- Venue: Rotterdam Ahoy
- Location: Rotterdam, Netherlands
- Dates: 10–14 May
- Final score: 11–3, 11–8, 4–11, 11–4, 11–7

Medalists
| gold medal | Ma Long Xu Xin | China |
| silver medal | Chen Qi Ma Lin | China |
| bronze medal | Jeoung Young-sik Kim Min-seok | South Korea |
| bronze medal | Wang Hao Zhang Jike | China |

= 2011 World Table Tennis Championships – Men's doubles =

The 2011 World Table Tennis Championships men's doubles was the 51st edition of the men's doubles championship.

Chen Qi and Wang Hao were the defending champions. For this event, Chen partnered Ma Lin while Hao teamed up with Zhang Jike.

Ma Long and Xu Xin, who were runners-up in 2009, won in the final against Chen Qi and Ma Lin 11–3, 11–8, 4–11, 11–4, 11–7.
# # # #
Exercise instructions ▸ Carry on the 2011 World Table Tennis Championships men's doubles article past its final sentence with the next paragraph.

Information shown ▸
# # # #
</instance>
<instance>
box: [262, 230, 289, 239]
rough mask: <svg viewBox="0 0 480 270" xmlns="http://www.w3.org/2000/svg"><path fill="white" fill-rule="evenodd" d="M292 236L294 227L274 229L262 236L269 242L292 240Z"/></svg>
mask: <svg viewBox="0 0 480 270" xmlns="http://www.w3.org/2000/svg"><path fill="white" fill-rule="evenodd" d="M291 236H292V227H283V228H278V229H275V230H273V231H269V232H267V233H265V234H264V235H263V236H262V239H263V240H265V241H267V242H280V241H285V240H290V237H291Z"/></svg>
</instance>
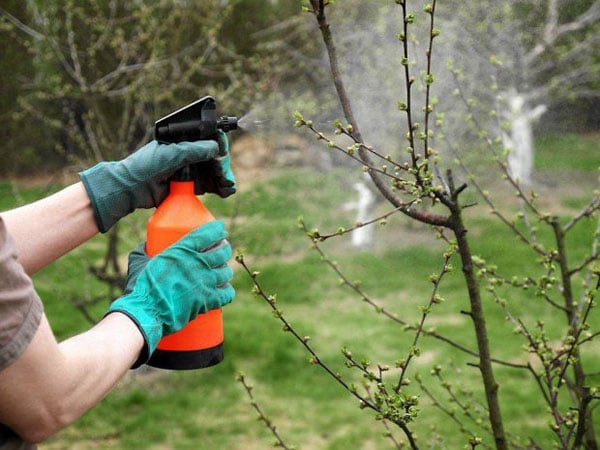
# # # #
Answer for the task ▸
==Seeds==
Doubles matches will be best of 5 games in qualification matches and best of 7 games in the 64-player sized main draw.

1. CHN Ma Long / CHN Xu Xin (world champions)
2. CHN Wang Hao / CHN Zhang Jike (semifinals)
3. CHN Chen Qi / CHN Ma Lin (final)
4. JPN Seiya Kishikawa / JPN Jun Mizutani (third round)
5. HKG Jiang Tianyi / HKG Tang Peng (second round)
6. JPN Kenta Matsudaira / JPN Koki Niwa (third round)
7. KOR Lee Jung-Woo / KOR Oh Sang-Eun (quarterfinals)
8. HKG Cheung Yuk / HKG Li Ching (third round)
9. SIN Gao Ning / SIN Yang Zi (third round)
10. GER Patrick Baum / GER Bastian Steger (quarterfinals)
11. POL Lucjan Blaszczyk / POL Wang Zeng Yi (second round)
12. KOR Ryu Seung-Min / KOR Seo Hyun-Deok (third round)
13. GER Dimitrij Ovtcharov / GER Christian Süß (first round)
14. TPE Chuang Chih-yuan / TPE Wu Chih-chi (second round)
15. DEN Jonathan Groth / DEN Kasper Sternberg (second round)
16. SWE Pär Gerell / SWE Jens Lundqvist (third round)
17. SWE Mattias Karlsson / SWE Robert Svensson (second round)
18. KOR Jung Young-Sik / KOR Kim Min-Seok (semifinals)
19. UKR Lei Kou / UKR Yevhen Pryshchepa (second round)
20. FRA Emmanuel Lebesson / FRA Adrien Mattenet (second round)
21. AUT Robert Gardos / AUT Daniel Habesohn (third round)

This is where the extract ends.